▸ **Task**
Arrange every line of the data below as a Markdown table with the columns "Row" and "Data line," numbering the rows in order and omitting blank lines. Leave the pictures out of the table.

▸ **Material provided**

☆ ☆ ☆ ☆

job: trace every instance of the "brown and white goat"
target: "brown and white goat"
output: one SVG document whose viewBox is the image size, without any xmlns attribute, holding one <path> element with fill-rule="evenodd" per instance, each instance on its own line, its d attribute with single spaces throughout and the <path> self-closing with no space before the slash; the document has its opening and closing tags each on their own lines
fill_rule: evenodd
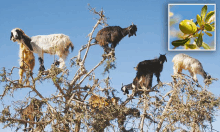
<svg viewBox="0 0 220 132">
<path fill-rule="evenodd" d="M 20 44 L 20 51 L 19 51 L 19 63 L 20 63 L 20 69 L 19 69 L 19 83 L 22 83 L 23 81 L 23 73 L 26 71 L 32 72 L 35 65 L 35 58 L 33 52 L 31 52 L 25 45 Z M 27 78 L 27 85 L 30 84 L 29 79 Z"/>
<path fill-rule="evenodd" d="M 38 122 L 40 120 L 40 117 L 42 116 L 41 113 L 41 107 L 43 105 L 44 101 L 40 101 L 38 99 L 32 99 L 30 104 L 21 110 L 21 119 L 25 121 L 36 121 Z M 36 125 L 38 126 L 38 125 Z M 33 124 L 29 123 L 30 129 L 33 128 Z M 25 122 L 25 130 L 27 128 L 27 123 Z"/>
<path fill-rule="evenodd" d="M 120 26 L 109 26 L 101 29 L 96 37 L 95 43 L 98 43 L 102 46 L 107 52 L 108 44 L 111 44 L 112 50 L 118 45 L 118 43 L 124 38 L 126 35 L 128 37 L 135 35 L 136 36 L 137 26 L 132 23 L 127 28 L 121 28 Z"/>
<path fill-rule="evenodd" d="M 198 82 L 196 74 L 202 75 L 204 79 L 210 79 L 211 76 L 207 75 L 207 73 L 203 70 L 202 64 L 199 60 L 190 57 L 186 54 L 177 54 L 173 57 L 172 62 L 173 65 L 173 72 L 175 74 L 179 74 L 182 70 L 188 70 L 190 75 L 193 77 L 194 81 Z"/>
<path fill-rule="evenodd" d="M 106 106 L 109 105 L 117 105 L 119 98 L 113 97 L 111 99 L 107 99 L 104 97 L 100 97 L 97 95 L 92 95 L 89 98 L 89 104 L 91 105 L 91 108 L 98 108 L 99 110 L 103 109 Z"/>
<path fill-rule="evenodd" d="M 64 34 L 50 34 L 50 35 L 38 35 L 28 37 L 20 28 L 14 28 L 11 31 L 10 40 L 17 41 L 19 44 L 24 44 L 30 51 L 38 54 L 40 62 L 40 71 L 44 68 L 44 53 L 51 55 L 58 55 L 59 61 L 55 64 L 59 64 L 59 68 L 64 68 L 65 59 L 69 54 L 69 47 L 73 51 L 73 43 L 70 41 L 69 36 Z"/>
</svg>

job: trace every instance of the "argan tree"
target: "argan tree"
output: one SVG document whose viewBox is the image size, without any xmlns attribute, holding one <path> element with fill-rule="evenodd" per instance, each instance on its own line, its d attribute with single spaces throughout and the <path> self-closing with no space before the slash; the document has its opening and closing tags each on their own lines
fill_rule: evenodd
<svg viewBox="0 0 220 132">
<path fill-rule="evenodd" d="M 202 87 L 189 76 L 172 76 L 175 83 L 134 89 L 125 100 L 116 97 L 117 90 L 110 86 L 110 77 L 96 77 L 100 74 L 96 69 L 101 65 L 105 65 L 104 72 L 115 68 L 114 53 L 103 52 L 102 59 L 91 69 L 85 65 L 90 47 L 97 45 L 92 43 L 94 31 L 99 25 L 107 24 L 103 10 L 97 12 L 91 7 L 89 10 L 98 19 L 88 34 L 88 43 L 70 60 L 75 71 L 62 70 L 52 64 L 49 70 L 37 75 L 27 71 L 26 79 L 29 78 L 31 83 L 25 85 L 12 79 L 18 67 L 2 69 L 0 81 L 4 87 L 0 122 L 4 128 L 55 132 L 214 130 L 212 122 L 220 98 L 208 89 L 215 80 L 213 78 Z M 73 76 L 70 76 L 71 72 L 74 72 Z M 48 81 L 57 91 L 45 96 L 39 91 L 38 84 Z M 29 94 L 23 100 L 4 103 L 6 97 L 13 98 L 18 90 L 24 89 Z"/>
</svg>

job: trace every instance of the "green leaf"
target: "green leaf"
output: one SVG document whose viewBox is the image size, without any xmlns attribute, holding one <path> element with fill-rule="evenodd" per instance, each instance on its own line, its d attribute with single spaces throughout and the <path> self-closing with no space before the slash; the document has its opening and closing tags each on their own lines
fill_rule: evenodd
<svg viewBox="0 0 220 132">
<path fill-rule="evenodd" d="M 207 12 L 207 5 L 204 5 L 201 10 L 201 18 L 202 18 L 201 20 L 204 20 L 206 12 Z"/>
<path fill-rule="evenodd" d="M 214 11 L 210 11 L 210 12 L 207 14 L 206 18 L 205 18 L 205 22 L 208 22 L 209 19 L 210 19 L 214 14 L 215 14 Z"/>
<path fill-rule="evenodd" d="M 199 26 L 201 26 L 201 21 L 202 21 L 202 19 L 201 19 L 201 17 L 200 17 L 199 14 L 197 14 L 196 20 L 197 20 L 197 23 L 199 24 Z"/>
<path fill-rule="evenodd" d="M 202 46 L 202 41 L 203 41 L 202 32 L 200 32 L 199 37 L 198 37 L 198 39 L 197 39 L 197 41 L 196 41 L 196 45 L 197 45 L 198 47 L 201 47 L 201 46 Z"/>
<path fill-rule="evenodd" d="M 175 40 L 172 42 L 172 45 L 175 47 L 178 46 L 184 46 L 184 44 L 189 40 L 189 38 L 183 39 L 183 40 Z"/>
<path fill-rule="evenodd" d="M 206 32 L 206 31 L 205 31 L 205 33 L 206 33 L 208 36 L 212 37 L 212 34 L 211 34 L 211 33 Z"/>
<path fill-rule="evenodd" d="M 209 45 L 208 44 L 206 44 L 206 43 L 202 43 L 202 47 L 204 48 L 204 49 L 211 49 L 210 47 L 209 47 Z"/>
<path fill-rule="evenodd" d="M 205 24 L 205 30 L 212 31 L 212 26 L 210 24 Z"/>
</svg>

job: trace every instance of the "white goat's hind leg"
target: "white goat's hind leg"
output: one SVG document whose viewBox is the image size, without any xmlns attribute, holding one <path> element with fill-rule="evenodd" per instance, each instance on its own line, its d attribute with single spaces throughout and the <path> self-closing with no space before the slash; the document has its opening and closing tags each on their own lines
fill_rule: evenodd
<svg viewBox="0 0 220 132">
<path fill-rule="evenodd" d="M 194 71 L 189 71 L 190 75 L 192 76 L 193 80 L 195 82 L 198 82 L 197 77 L 196 77 L 196 73 L 194 73 Z"/>
</svg>

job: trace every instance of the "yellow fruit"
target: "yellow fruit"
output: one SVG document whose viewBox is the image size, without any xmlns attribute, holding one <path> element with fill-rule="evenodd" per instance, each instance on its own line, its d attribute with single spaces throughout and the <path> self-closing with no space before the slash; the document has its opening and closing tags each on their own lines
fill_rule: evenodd
<svg viewBox="0 0 220 132">
<path fill-rule="evenodd" d="M 179 24 L 179 28 L 184 34 L 193 34 L 197 31 L 196 24 L 191 20 L 181 21 Z"/>
</svg>

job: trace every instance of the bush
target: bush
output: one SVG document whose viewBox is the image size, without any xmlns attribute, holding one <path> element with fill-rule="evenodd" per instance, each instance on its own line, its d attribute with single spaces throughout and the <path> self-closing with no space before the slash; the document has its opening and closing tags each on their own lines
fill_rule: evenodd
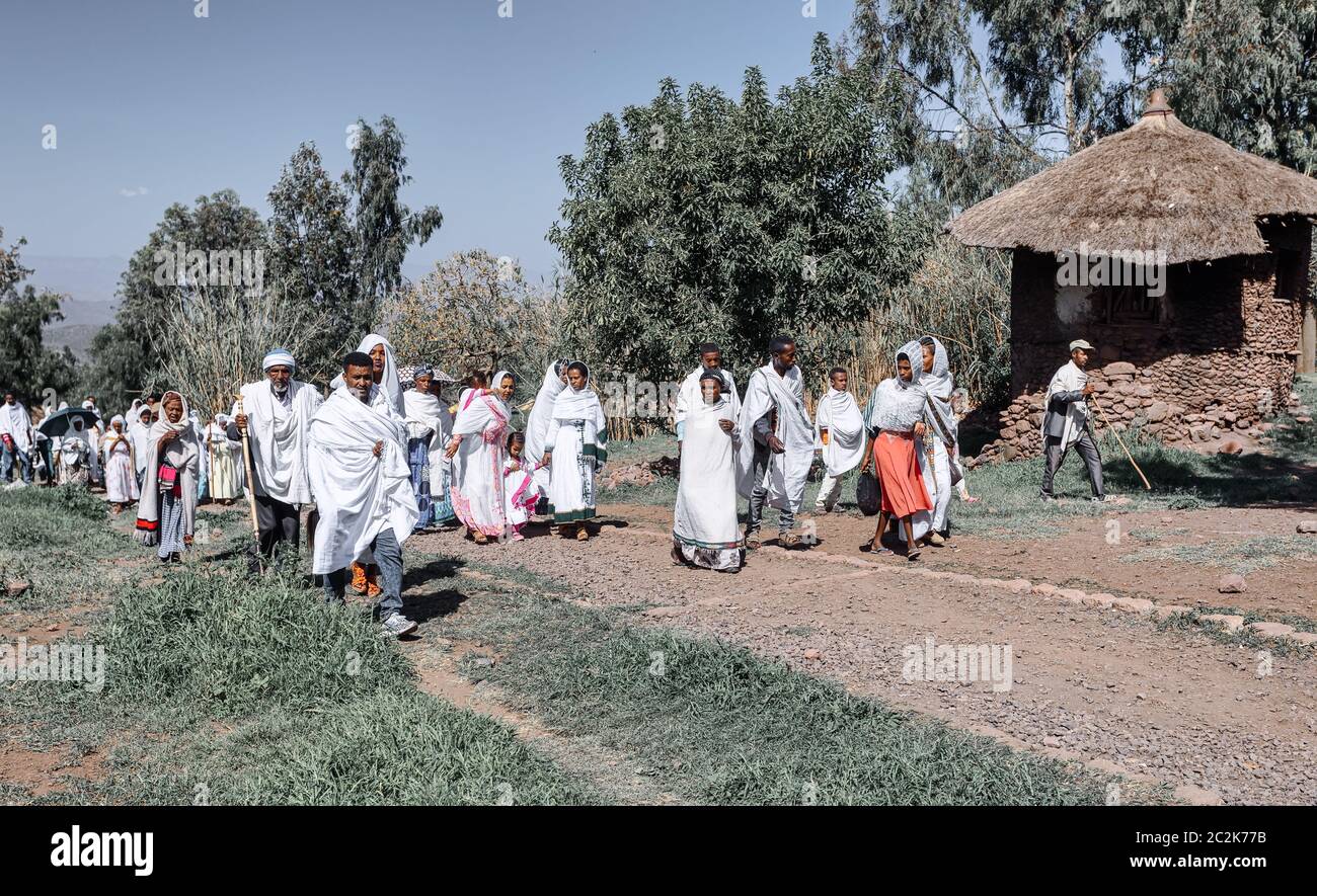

☆ ☆ ☆ ☆

▸ **Answer to this task**
| Row | Data line |
|---|---|
| 1 | job: trace every instance of the "brown and white goat" |
| 2 | target: "brown and white goat" |
| 3 | output: one SVG document whose viewBox is the image size, without any xmlns attribute, holding one <path> element with fill-rule="evenodd" per instance, each instance on its own line, its d attribute with single spaces throughout and the <path> self-closing with no space before the slash; the document has its opening and closing tags each on their own lines |
| 4 | fill_rule: evenodd |
| 5 | <svg viewBox="0 0 220 132"> |
| 6 | <path fill-rule="evenodd" d="M 20 44 L 20 51 L 19 51 L 19 63 L 20 63 L 20 69 L 19 69 L 19 83 L 22 83 L 23 81 L 23 73 L 26 71 L 32 72 L 35 65 L 35 58 L 33 52 L 31 52 L 25 45 Z M 27 78 L 27 85 L 30 84 L 29 79 Z"/> |
| 7 | <path fill-rule="evenodd" d="M 38 122 L 40 120 L 40 117 L 42 116 L 41 113 L 41 107 L 43 105 L 44 101 L 40 101 L 38 99 L 32 99 L 30 104 L 21 110 L 21 119 L 25 121 L 36 121 Z M 36 125 L 38 126 L 38 125 Z M 33 124 L 29 123 L 30 129 L 33 128 Z M 25 122 L 25 130 L 27 128 L 27 123 Z"/> |
| 8 | <path fill-rule="evenodd" d="M 120 26 L 109 26 L 101 29 L 96 37 L 95 43 L 98 43 L 102 46 L 107 52 L 108 44 L 111 44 L 112 50 L 118 45 L 118 43 L 124 38 L 126 35 L 128 37 L 135 35 L 136 36 L 137 26 L 132 23 L 127 28 L 121 28 Z"/> |
| 9 | <path fill-rule="evenodd" d="M 198 82 L 196 74 L 202 75 L 204 79 L 210 79 L 211 76 L 207 75 L 207 73 L 203 70 L 202 64 L 199 60 L 190 57 L 186 54 L 177 54 L 173 57 L 172 62 L 173 65 L 173 72 L 175 74 L 179 74 L 182 70 L 188 70 L 190 75 L 193 77 L 194 81 Z"/> |
| 10 | <path fill-rule="evenodd" d="M 106 106 L 109 105 L 117 105 L 119 98 L 113 97 L 111 99 L 107 99 L 104 97 L 100 97 L 97 95 L 92 95 L 89 98 L 89 104 L 91 105 L 91 108 L 98 108 L 99 110 L 103 109 Z"/> |
| 11 | <path fill-rule="evenodd" d="M 64 34 L 50 34 L 50 35 L 38 35 L 28 37 L 20 28 L 14 28 L 11 31 L 10 40 L 17 41 L 19 44 L 24 44 L 30 51 L 38 54 L 40 62 L 40 71 L 44 68 L 44 53 L 51 55 L 58 55 L 59 61 L 55 64 L 59 64 L 59 68 L 64 68 L 65 59 L 69 54 L 69 47 L 73 51 L 73 43 L 70 41 L 69 36 Z"/> |
| 12 | </svg> |
| 13 | job: trace every instance of the "argan tree" |
| 14 | target: "argan tree" |
| 15 | output: one SVG document whose viewBox is the image size, without any xmlns attribute, holding one <path> element with fill-rule="evenodd" per instance, each instance on its own line, its d attribute with single spaces throughout and the <path> self-closing with no space before the slash; the document has its opening and closing tags each on their own lines |
| 16 | fill_rule: evenodd |
| 17 | <svg viewBox="0 0 220 132"> |
| 18 | <path fill-rule="evenodd" d="M 202 87 L 189 76 L 172 76 L 175 83 L 134 89 L 125 100 L 116 97 L 117 90 L 110 86 L 110 77 L 96 77 L 100 74 L 96 69 L 101 65 L 105 65 L 104 72 L 115 68 L 114 53 L 103 52 L 102 59 L 91 69 L 85 65 L 90 47 L 97 45 L 92 43 L 94 31 L 99 25 L 107 24 L 103 10 L 97 12 L 91 7 L 89 10 L 98 19 L 88 34 L 88 43 L 70 60 L 75 71 L 62 70 L 52 64 L 49 70 L 37 75 L 27 71 L 26 79 L 29 78 L 31 83 L 25 85 L 12 79 L 18 67 L 2 69 L 0 81 L 4 87 L 0 122 L 4 128 L 55 132 L 214 130 L 212 122 L 220 98 L 208 89 L 215 80 L 213 78 Z M 73 76 L 70 76 L 71 72 L 74 72 Z M 48 81 L 57 91 L 45 96 L 39 91 L 38 84 Z M 29 94 L 23 100 L 4 103 L 6 97 L 13 98 L 18 90 L 24 89 Z"/> |
| 19 | </svg> |
| 20 | job: trace every instance of the "green leaf" |
| 21 | target: "green leaf" |
| 22 | output: one SVG document whose viewBox is the image size, without any xmlns attribute, holding one <path> element with fill-rule="evenodd" per instance, each instance on its own line, its d attribute with single spaces throughout and the <path> self-closing with no space before the slash; the document has its opening and closing tags each on their own lines |
| 23 | fill_rule: evenodd |
| 24 | <svg viewBox="0 0 220 132"> |
| 25 | <path fill-rule="evenodd" d="M 207 12 L 207 5 L 204 5 L 201 10 L 201 18 L 202 18 L 201 20 L 204 20 L 206 12 Z"/> |
| 26 | <path fill-rule="evenodd" d="M 214 11 L 210 11 L 210 12 L 207 14 L 206 18 L 205 18 L 205 22 L 208 22 L 209 19 L 210 19 L 214 14 L 215 14 Z"/> |
| 27 | <path fill-rule="evenodd" d="M 199 26 L 201 26 L 201 21 L 202 21 L 202 19 L 201 19 L 201 17 L 200 17 L 199 14 L 197 14 L 196 20 L 197 20 L 197 23 L 199 24 Z"/> |
| 28 | <path fill-rule="evenodd" d="M 202 46 L 202 41 L 203 41 L 202 32 L 200 32 L 199 37 L 198 37 L 198 39 L 197 39 L 197 41 L 196 41 L 196 45 L 197 45 L 198 47 L 201 47 L 201 46 Z"/> |
| 29 | <path fill-rule="evenodd" d="M 175 40 L 172 42 L 172 45 L 175 47 L 178 46 L 184 46 L 184 44 L 189 40 L 189 38 L 183 39 L 183 40 Z"/> |
| 30 | <path fill-rule="evenodd" d="M 206 32 L 206 31 L 205 31 L 205 33 L 206 33 L 208 36 L 212 37 L 212 34 L 211 34 L 211 33 Z"/> |
| 31 | <path fill-rule="evenodd" d="M 209 45 L 208 44 L 206 44 L 206 43 L 202 43 L 202 47 L 204 48 L 204 49 L 211 49 L 210 47 L 209 47 Z"/> |
| 32 | <path fill-rule="evenodd" d="M 205 24 L 205 30 L 212 31 L 212 26 L 210 24 Z"/> |
| 33 | </svg> |
| 34 | job: trace every instance of the "white goat's hind leg" |
| 35 | target: "white goat's hind leg" |
| 36 | output: one SVG document whose viewBox is the image size, without any xmlns attribute, holding one <path> element with fill-rule="evenodd" per instance, each instance on its own line, its d attribute with single spaces throughout and the <path> self-closing with no space before the slash; the document has its opening and closing tags each on their own lines |
| 37 | fill_rule: evenodd |
| 38 | <svg viewBox="0 0 220 132"> |
| 39 | <path fill-rule="evenodd" d="M 194 71 L 189 71 L 190 75 L 192 76 L 193 80 L 195 82 L 198 82 L 197 77 L 196 77 L 196 73 L 194 73 Z"/> |
| 40 | </svg> |
| 41 | job: trace every instance of the "yellow fruit" |
| 42 | target: "yellow fruit" |
| 43 | output: one SVG document whose viewBox is the image size, without any xmlns attribute, holding one <path> element with fill-rule="evenodd" per instance, each instance on its own line, its d attribute with single spaces throughout and the <path> self-closing with no space before the slash; the document has its opening and closing tags each on their own lines |
| 44 | fill_rule: evenodd |
| 45 | <svg viewBox="0 0 220 132"> |
| 46 | <path fill-rule="evenodd" d="M 179 24 L 179 28 L 184 34 L 193 34 L 197 31 L 196 24 L 191 20 L 181 21 Z"/> |
| 47 | </svg> |
| 48 | job: trace every instance of the bush |
| 49 | target: bush |
| 50 | output: one SVG document whose viewBox is the image size, without any xmlns attribute, holding one <path> element with fill-rule="evenodd" per instance, each instance on its own line, its d attribute with single spaces throughout and the <path> self-closing with no space before the slash; the document has its opening and closing tags each on their own lines |
| 51 | fill_rule: evenodd |